What the task requires ::
What you return must match the records word for word, except that images are dropped.
Data START
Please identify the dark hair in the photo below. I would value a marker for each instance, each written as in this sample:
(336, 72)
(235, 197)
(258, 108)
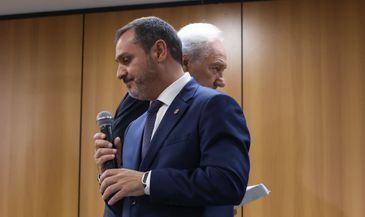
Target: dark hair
(147, 30)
Data END
Written reply ::
Please identify the dark hair in the photo below. I would value a marker for each instance, each written as in this sample:
(336, 72)
(235, 197)
(258, 108)
Target: dark hair
(147, 30)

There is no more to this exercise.